Short task:
Locate every line in the material below that contains the string "purple" and copy each of those lines. Case matters.

Rows from a pointing dataset:

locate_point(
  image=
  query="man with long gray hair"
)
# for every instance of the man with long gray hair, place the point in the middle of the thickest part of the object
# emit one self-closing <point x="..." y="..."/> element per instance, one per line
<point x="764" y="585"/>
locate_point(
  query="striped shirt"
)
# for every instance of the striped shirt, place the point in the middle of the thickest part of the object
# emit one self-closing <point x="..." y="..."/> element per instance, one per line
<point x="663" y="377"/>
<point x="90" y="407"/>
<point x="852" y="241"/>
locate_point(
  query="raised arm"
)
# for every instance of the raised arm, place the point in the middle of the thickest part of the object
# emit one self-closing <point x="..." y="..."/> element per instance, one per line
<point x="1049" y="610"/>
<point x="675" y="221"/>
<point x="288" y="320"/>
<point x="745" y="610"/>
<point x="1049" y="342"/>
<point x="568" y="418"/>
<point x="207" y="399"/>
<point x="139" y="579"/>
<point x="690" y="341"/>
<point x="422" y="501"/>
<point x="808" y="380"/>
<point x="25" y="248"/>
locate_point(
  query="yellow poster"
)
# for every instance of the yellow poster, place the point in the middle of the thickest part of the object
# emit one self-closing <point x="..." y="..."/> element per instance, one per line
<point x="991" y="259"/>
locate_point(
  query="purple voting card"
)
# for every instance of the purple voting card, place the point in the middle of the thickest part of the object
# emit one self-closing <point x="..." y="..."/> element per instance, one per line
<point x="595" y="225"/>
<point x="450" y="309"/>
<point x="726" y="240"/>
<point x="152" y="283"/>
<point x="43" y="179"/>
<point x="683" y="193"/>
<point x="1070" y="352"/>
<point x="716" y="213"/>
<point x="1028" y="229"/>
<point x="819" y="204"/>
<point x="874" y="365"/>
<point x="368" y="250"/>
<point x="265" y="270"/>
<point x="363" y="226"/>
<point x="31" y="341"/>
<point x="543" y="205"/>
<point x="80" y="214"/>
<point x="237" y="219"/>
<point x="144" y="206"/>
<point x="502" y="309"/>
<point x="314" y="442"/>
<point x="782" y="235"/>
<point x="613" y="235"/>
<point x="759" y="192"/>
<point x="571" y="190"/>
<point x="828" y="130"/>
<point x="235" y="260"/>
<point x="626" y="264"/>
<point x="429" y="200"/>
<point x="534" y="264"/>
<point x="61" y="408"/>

Complete output:
  query="purple voting card"
# for every instance of the purple voting card, place the point in the middle of the thickest part of the object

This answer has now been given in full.